Text excerpt —
-*-
Matter of:  Crew Training International, Inc.

File:  B-414126

Date:  February 7, 2017

Sarah Bryan, Esq., for the protester.
Alexis J. Bernstein, Esq., and Christopher S. Cole, Esq., Department of the Air Force, for the agency.
Noah B. Bleicher, Esq., and Peter H. Tran, Esq., Office of the General Counsel, GAO, participated in the preparation of the decision.

DIGEST

Protest alleging that a solicitation contained a latent ambiguity is denied where the protester’s interpretation of the solicitation language is not reasonable when the solicitation is read as a whole.

DECISION

Crew Training International, Inc., (CTI) of Memphis, Tennessee, protests its exclusion from the competitive range pursuant to request for proposals (RFP) No. FA3002-16-R-0014, which was issued by the Department of the Air Force for prequalification flight training of international military students.  CTI maintains that an ambiguity in the solicitation prevented the firm from properly pricing its proposal.

We deny the protest.

BACKGROUND

The solicitation, issued on February 23, 2016, pursuant to Federal Acquisition Regulation (FAR) parts 12 and 13, contemplated the award of a single indefinite‑delivery, indefinite-quantity (IDIQ) contract for prequalification flight training for international military students.  RFP at 1, 3, 59, 116.[1]  Orders for the aviation courses would be issued on a fixed-price basis during a 5-year ordering period.  Id. at 7‑42, 61.  The RFP provided that award would be made to the firm that submitted the lowest‑priced, technically acceptable offer with acceptable past performance.[2]  Id. at 116. 

The solicitation sought four different types of basic aviation courses--private pilot, instrument rating, multi‑engine pilot, and multi-engine turbo prop--as well as logistical support such as lodging and transportation.  Id. at 7-36; Performance Work Statement (PWS) ¶¶ 1.3.2, 1.3.3, 3.  The RFP laid out the various contract requirements, including the different aviation courses, as separate contract line item numbers (CLINs).  Each CLIN stated a “MAX QUANTITY” and offerors were to provide a unit price; the CLINs explained that the “[p]rice is per student.”  RFP at 7‑36.  For example, CLINs 0001, 1001, 2001, 3001, and 4001 were for the private pilot course (for different 12-month periods of performance) with maximum quantities of eight, seven, seven, six, and six, respectively.  Id. at 7, 13, 19, 25, 31.  The three other courses were delineated in a similar CLIN structure, with CLINs X002 being for the instrument rating course, X003 for the multi-engine pilot course, and X004 for the turbo prop aircraft course; maximum quantities were always six, seven, or eight.[3]  See id. at 7-32.
-*-
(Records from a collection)
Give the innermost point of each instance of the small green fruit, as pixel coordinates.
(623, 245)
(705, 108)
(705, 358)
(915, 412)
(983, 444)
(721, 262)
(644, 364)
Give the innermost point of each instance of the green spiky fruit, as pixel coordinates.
-*-
What you will do —
1. Please list the four basic aviation courses that the solicitation sought, according to the bid protest decision.
2. In the bid protest decision, on what date was the solicitation issued?
3. Carry the bid protest decision forward from its final sentence.

Responses in order —
1.
Private pilot
Instrument rating
Multi-engine pilot
Multi-engine turbo prop

2. February 23, 2016.

3.
The agency published questions and answers regarding the procurement.[4]  In response to a question about the projected number of students that would participate in each course, the agency answered as follows:  “Anticipated student load is 6-8 students per course per year. . . .  The number of courses per year will vary based upon when the Government request[s] training for a student or students.”  Agency Report (AR), Tab 14, Industry Question and Answers (Q&As), at 2 (Question 15); see also id. at 3 (Question 20) (also advising that the anticipated student load was six to eight students).  In two additional questions, the agency was asked to clarify whether the quantities in CLINs 0001-0004 represented classes or individual students.  Id. at 6 (Questions 56 and 57).  The agency responded that the numbers represented “individual students” and that the numbers were “[p]er [s]tudent per [c]ourse.”  Id.; see also id. at 4 (Question 34) (confirming that the CLINs for the turbo prop course were always for six students, i.e., the quantity six represented the number of students).

The agency received proposals from eight offerors, including CTI, prior to the July 12 submission deadline.  Contracting Officer’s Statement (COS) at 7, 10.  CTI’s $4,414,327 proposal--the sixth lowest-priced proposal--initially was rated technically unacceptable.  Id. at 10.  The two lowest-priced offers were rated technically acceptable with acceptable past performance, but the agency had concerns regarding unbalanced pricing with the lowest-priced offer.  Id. at 9.  Therefore, the agency established a competitive range comprised of the firms providing the two lowest-priced, technically acceptable offers that were the “most competitive for award” and entered into discussions with these firms.[5]  Id.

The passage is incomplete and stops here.